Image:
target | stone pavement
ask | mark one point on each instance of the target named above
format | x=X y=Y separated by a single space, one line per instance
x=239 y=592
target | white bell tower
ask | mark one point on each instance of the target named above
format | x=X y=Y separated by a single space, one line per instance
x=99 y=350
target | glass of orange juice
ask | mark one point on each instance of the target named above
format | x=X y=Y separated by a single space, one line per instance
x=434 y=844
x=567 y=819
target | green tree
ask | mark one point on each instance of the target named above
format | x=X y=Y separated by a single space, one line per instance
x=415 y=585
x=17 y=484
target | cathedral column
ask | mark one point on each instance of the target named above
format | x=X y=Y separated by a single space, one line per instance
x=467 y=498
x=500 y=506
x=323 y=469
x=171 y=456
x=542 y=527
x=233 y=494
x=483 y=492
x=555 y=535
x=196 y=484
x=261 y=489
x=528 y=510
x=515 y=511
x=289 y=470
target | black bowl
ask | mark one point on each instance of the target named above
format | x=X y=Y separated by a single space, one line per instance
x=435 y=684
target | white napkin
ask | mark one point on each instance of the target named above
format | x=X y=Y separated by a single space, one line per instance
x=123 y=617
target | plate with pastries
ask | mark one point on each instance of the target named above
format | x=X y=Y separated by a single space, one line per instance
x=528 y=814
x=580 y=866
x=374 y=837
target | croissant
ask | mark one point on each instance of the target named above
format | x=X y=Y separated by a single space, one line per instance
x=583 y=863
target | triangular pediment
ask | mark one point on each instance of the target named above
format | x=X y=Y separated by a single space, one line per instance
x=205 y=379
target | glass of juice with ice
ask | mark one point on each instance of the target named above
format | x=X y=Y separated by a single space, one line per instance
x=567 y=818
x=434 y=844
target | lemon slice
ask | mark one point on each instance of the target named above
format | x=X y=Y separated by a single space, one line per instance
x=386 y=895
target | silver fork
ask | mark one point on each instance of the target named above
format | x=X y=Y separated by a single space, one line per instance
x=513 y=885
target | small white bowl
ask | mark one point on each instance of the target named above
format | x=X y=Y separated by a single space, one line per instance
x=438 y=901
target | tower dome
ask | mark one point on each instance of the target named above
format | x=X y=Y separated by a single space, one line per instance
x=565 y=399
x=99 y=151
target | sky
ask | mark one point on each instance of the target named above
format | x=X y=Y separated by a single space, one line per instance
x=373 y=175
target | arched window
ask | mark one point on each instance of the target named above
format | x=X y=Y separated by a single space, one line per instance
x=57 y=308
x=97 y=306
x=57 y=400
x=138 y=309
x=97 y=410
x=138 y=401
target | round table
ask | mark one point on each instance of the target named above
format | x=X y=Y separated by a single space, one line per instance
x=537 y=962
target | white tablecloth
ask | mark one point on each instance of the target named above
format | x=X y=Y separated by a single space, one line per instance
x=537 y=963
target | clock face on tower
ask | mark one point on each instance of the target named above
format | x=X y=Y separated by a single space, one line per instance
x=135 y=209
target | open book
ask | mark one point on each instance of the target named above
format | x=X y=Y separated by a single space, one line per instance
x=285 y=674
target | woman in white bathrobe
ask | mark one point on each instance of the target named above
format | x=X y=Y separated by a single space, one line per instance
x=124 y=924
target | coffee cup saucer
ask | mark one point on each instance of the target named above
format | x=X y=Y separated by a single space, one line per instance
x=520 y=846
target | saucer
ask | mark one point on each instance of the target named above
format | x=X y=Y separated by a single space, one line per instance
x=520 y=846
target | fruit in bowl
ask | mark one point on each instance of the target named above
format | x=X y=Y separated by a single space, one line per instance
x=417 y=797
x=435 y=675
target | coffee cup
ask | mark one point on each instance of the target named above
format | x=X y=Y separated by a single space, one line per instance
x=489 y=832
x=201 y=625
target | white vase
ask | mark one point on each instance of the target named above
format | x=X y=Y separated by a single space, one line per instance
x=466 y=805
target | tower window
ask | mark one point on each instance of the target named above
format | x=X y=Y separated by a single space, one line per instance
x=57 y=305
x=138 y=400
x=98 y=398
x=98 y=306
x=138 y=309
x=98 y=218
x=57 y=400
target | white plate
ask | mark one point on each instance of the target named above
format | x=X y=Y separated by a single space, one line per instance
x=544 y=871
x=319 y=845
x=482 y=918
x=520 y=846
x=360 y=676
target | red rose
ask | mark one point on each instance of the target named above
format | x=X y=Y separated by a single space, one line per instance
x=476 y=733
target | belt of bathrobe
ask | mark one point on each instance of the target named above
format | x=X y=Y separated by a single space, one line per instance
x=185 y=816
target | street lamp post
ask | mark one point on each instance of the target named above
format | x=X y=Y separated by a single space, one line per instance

AIM OF THE TASK: Copy the whole listing above line for line, changing nothing.

ANSWER:
Image:
target | stone pavement
ask | mark one point on each instance of the target named above
format | x=X y=Y separated by a single space, one line per instance
x=239 y=592
target | white bell tower
ask | mark one point on each instance of the target named above
format | x=X y=Y separated by a single space, one line per instance
x=99 y=350
target | glass of orange juice
ask | mark one point on each instance of the target named above
format | x=X y=Y separated by a single space, one line per instance
x=434 y=844
x=567 y=819
target | green tree
ask | mark one point on each instance of the target named above
format | x=X y=Y separated by a single space, one line per instance
x=415 y=585
x=17 y=484
target | cathedral column
ask | mark one point on each instance of the target named above
format | x=X y=Y separated by a single space, one line per instance
x=467 y=498
x=500 y=506
x=323 y=469
x=171 y=456
x=542 y=527
x=233 y=494
x=483 y=492
x=555 y=535
x=196 y=484
x=261 y=489
x=528 y=510
x=515 y=511
x=289 y=470
target | black bowl
ask | mark one point on each instance of the target named above
format | x=X y=Y separated by a single space, one line per instance
x=435 y=684
target | white napkin
ask | mark one point on each instance of the target named above
format | x=X y=Y separated by a single space, one line per instance
x=123 y=617
target | plate with pastries
ask | mark one point on each instance of the target named above
format | x=X y=Y separated by a single space, one line per instance
x=528 y=814
x=580 y=866
x=374 y=837
target | croissant
ask | mark one point on each instance of the target named above
format | x=X y=Y separated by a single space, one line per instance
x=583 y=863
target | triangular pediment
ask | mark one point on each instance of the target named above
format | x=X y=Y separated by a single space, one line per instance
x=205 y=379
target | glass of juice with ice
ask | mark one point on each instance of the target named above
format | x=X y=Y separated by a single space, one line per instance
x=567 y=818
x=434 y=844
target | lemon slice
ask | mark one point on each instance of the target named above
format | x=X y=Y separated by a single space, one line per instance
x=386 y=895
target | silver fork
ask | mark one point on each instance of the target named above
format | x=X y=Y separated by a single space, one line per instance
x=513 y=885
target | small white bowl
ask | mark one point on each instance of the target named above
format | x=X y=Y separated by a single space, one line per instance
x=438 y=901
target | tower dome
ask | mark one point on each instance of the target named above
format | x=X y=Y separated by a single space, one line per instance
x=565 y=399
x=99 y=151
target | sky
ask | mark one point on each instance of the target named above
format | x=X y=Y separated by a single space, one line per instance
x=373 y=175
target | arched window
ask | mark one point on each instance of the target named above
format | x=X y=Y separated by a single space, one line per instance
x=57 y=308
x=97 y=306
x=57 y=400
x=138 y=309
x=97 y=410
x=138 y=401
target | round table
ask | mark one point on each instance of the target named above
format | x=X y=Y separated by a single space, one line per instance
x=537 y=962
target | white tablecloth
ask | mark one point on each instance of the target named above
format | x=X y=Y separated by a single space, one line per instance
x=537 y=963
target | clock face on tower
ask | mark one point on each instance of the target named above
format | x=X y=Y separated by a single space, one line per instance
x=135 y=209
target | open book
ask | mark one point on each instance of the target named above
format | x=X y=Y separated by a single space, one line per instance
x=285 y=674
target | woman in white bathrobe
ask | mark one point on each instance of the target named above
format | x=X y=Y separated by a single space, one line per instance
x=124 y=924
target | coffee cup saucer
ask | mark one point on each instance of the target named above
format | x=X y=Y separated by a single space, one line per instance
x=520 y=846
target | saucer
ask | mark one point on each instance of the target named above
format | x=X y=Y separated by a single space, one line per instance
x=520 y=846
target | fruit in bowl
ask | mark one point on each instance of the target named above
format | x=X y=Y separated by a single space, one line per instance
x=417 y=797
x=435 y=675
target | coffee cup
ask | mark one point on each instance of the target named above
format | x=X y=Y separated by a single space, one line per instance
x=489 y=832
x=201 y=625
target | white vase
ask | mark one point on each instance of the target named above
format | x=X y=Y separated by a single space, one line per instance
x=466 y=805
target | tower window
ask | mark one point on each instance of the target named above
format | x=X y=Y separated by a single space, one line per instance
x=57 y=305
x=138 y=400
x=98 y=398
x=98 y=306
x=138 y=309
x=98 y=218
x=57 y=400
target | white plate
ask | mark one point on each instance of the target named above
format | x=X y=Y separated by a single space, one line per instance
x=544 y=871
x=319 y=845
x=482 y=918
x=520 y=846
x=360 y=676
target | red rose
ask | mark one point on each instance of the target named above
format | x=X y=Y separated by a single space, one line per instance
x=476 y=733
target | belt of bathrobe
ask | mark one point on each instance of the target named above
format | x=X y=Y separated by a single space, one line per instance
x=185 y=816
target | street lamp post
ask | mark one point on each instance of the target named above
format | x=X y=Y separated by a single space, one line per instance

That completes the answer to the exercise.